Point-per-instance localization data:
▼

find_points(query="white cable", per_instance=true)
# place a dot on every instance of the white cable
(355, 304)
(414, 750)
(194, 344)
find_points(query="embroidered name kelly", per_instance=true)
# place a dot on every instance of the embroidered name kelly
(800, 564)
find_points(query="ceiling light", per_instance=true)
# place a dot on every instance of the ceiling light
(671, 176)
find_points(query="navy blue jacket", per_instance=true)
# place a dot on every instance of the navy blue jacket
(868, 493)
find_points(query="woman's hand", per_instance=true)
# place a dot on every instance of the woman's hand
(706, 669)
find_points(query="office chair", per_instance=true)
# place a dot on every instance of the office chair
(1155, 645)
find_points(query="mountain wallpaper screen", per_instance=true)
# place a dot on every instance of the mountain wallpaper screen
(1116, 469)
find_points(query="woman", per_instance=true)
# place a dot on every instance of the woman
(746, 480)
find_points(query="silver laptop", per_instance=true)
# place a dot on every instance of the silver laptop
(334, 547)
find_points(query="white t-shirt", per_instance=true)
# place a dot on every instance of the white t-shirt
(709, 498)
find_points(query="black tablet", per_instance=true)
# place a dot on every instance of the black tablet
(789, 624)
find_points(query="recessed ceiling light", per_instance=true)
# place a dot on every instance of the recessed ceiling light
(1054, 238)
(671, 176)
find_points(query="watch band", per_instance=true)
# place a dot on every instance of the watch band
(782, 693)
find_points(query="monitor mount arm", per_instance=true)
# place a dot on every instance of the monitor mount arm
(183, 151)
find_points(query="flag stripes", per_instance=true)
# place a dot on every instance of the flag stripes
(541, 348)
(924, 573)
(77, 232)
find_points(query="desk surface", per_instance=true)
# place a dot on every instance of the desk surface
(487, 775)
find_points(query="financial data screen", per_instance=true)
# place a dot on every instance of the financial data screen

▲

§ **WHAT IS REQUIRED**: Output the records in full, exactly.

§ **ANSWER BOX**:
find_points(query="white cable", per_instance=true)
# place a dot on every instance of the white cable
(355, 304)
(414, 750)
(194, 344)
find_points(query="embroidered name kelly", per_instance=true)
# place a dot on every instance of the embroidered name kelly
(800, 564)
find_points(query="ceiling light", per_instance=true)
# place a dot on every instance of the ceiling light
(671, 176)
find_points(query="navy blue jacket", per_instance=true)
# place a dot on every instance of the navy blue jacket
(868, 493)
find_points(query="woman's hand", per_instance=true)
# place a dot on every instance of the woman's hand
(706, 669)
find_points(query="office chair", per_instance=true)
# place a dot on every instance of the office chair
(1155, 645)
find_points(query="mountain wallpaper screen", per_instance=true)
# place a dot on every instance of the mountain wallpaper screen
(1116, 469)
find_points(query="woman", per_instance=true)
# place a dot on every instance of the woman
(746, 480)
find_points(query="silver laptop", per_instance=true)
# place a dot on every instance of the silver laptop
(334, 547)
find_points(query="white t-shirt", per_instance=true)
# place a dot on every instance of the white t-shirt
(709, 498)
find_points(query="black tablet", per_instance=true)
# place a dot on every instance of the black tablet
(789, 624)
find_points(query="recessed ceiling light", per_instance=true)
# place a dot on every instance of the recessed ceiling light
(1054, 238)
(671, 176)
find_points(query="watch band", per_instance=true)
# place a dot on every instance of the watch band
(782, 693)
find_points(query="monitor mount arm", per_instance=true)
# place a dot on every instance of the monitor mount arm
(183, 151)
find_points(query="flag stripes", per_instance=true)
# place a dot on every instance of the flag stripes
(541, 348)
(924, 573)
(77, 232)
find_points(query="desk surface", per_instance=true)
# place a dot on every instance of the desk surface
(487, 775)
find_points(query="financial data screen", per_instance=true)
# place a dot on every instance of the financial data screen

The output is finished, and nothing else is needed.